Farmer John and Betsy are playing a game with N (1 <= N <= 30,000)identical cubes labeled 1 through N. They start with N stacks, each containing a single cube. Farmer John asks Betsy to perform P (1<= P <= 100,000) operation. There are two types of operations:
moves and counts.

• In a move operation, Farmer John asks Bessie to move the stack containing cube X on top of the stack containing cube Y.
• In a count operation, Farmer John asks Bessie to count the number of cubes on the stack with cube X that are under the cube X and report that value.

Write a program that can verify the results of the game.
Input

• Line 1: A single integer, P

• Lines 2..P+1: Each of these lines describes a legal operation. Line 2 describes the first operation, etc. Each line begins with a ‘M‘ for a move operation or a ‘C‘ for a count operation. For move operations, the line also contains two integers: X and Y.For count operations, the line also contains a single integer: X.

Note that the value for N does not appear in the input file. No move operation will request a move a stack onto itself.
Output
Print the output from each of the count operations in the same order as the input file.
Sample Input
6
M 1 6
C 1
M 2 4
M 2 6
C 3
C 4
Sample Output
1
0
2

題意：

起初有N個方塊堆，有兩種操作，M是移動含有X的方塊堆到含有Y的方塊堆上，C是計算有多少個方塊堆在X的下面。

題解：

經典好題！ 很容易想到用並查集來維護移動後方塊堆的關系，但是怎麽維護方塊之間的順序關系呢，或者說怎麽知道某個方塊下面有多少個方塊呢？我們可以開個dis數組記錄方塊到根節點的距離，num數組記錄當前堆中方塊數量。假設有A->B->C從高到底的三個方塊，那麽dis[A->C]=dis[B->C]+dis[A->B]。需要註意的是路徑壓縮的時候，遞歸求節點到根節點的距離，具體請看代碼。

任务目标 A
请照抄方块堆叠题目中从“Farmer John and”起，直到“moves and counts.”为止（包括这几个字）的部分，一字不改。
任务目标 B
请从方块堆叠题目的最后一句之后接着续写。

数据部分
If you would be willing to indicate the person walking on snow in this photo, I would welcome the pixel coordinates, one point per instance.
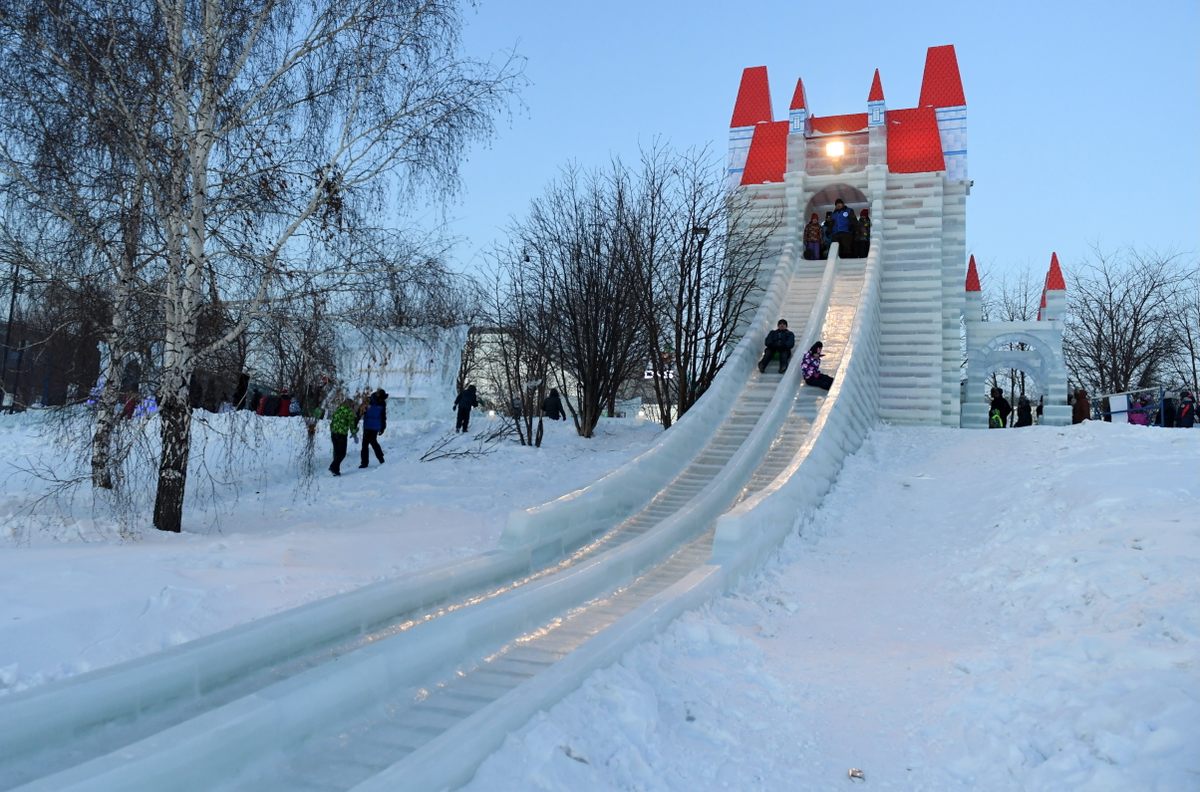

练习答案 A
Farmer John and Betsy are playing a game with N (1 <= N <= 30,000)identical cubes labeled 1 through N. They start with N stacks, each containing a single cube. Farmer John asks Betsy to perform P (1<= P <= 100,000) operation. There are two types of operations:
moves and counts.

练习答案 B
#include<iostream>
#include<algorithm>
using namespace std;
typedef long long LL;
const int maxn=3e4+5;
int par[maxn];
int dis[maxn],num[maxn];//dis為到根節點的距離，只有當該結點直接連接根節點時，這個值才有效。
//num[i]為i所在的堆的所有立方體數量
void init()
{
    for(int i=0;i<=maxn;i++)
        par[i]=i,dis[i]=0,num[i]=1;
}
int find(int x)
{
    if(par[x]==x)
        return x;
    int fa=par[x];//
    par[x]=find(par[x]);//路徑壓縮，註意這兩步，一定要理解遞歸
    dis[x]+=dis[fa];//此時x的父親節點已經連接到根節點上了
    return par[x];
}
void unite(int x,int y)
{
    x=find(x),y=find(y);
    if(x==y)
        return ;
    par[x]=y;
    dis[x]+=num[y];
    num[y]+=num[x];//兩個堆合並
}
int main()
{
    init();
    int n;
    cin>>n;
    while(n--)
    {
        char op;
        cin>>op;
        if(op=='M')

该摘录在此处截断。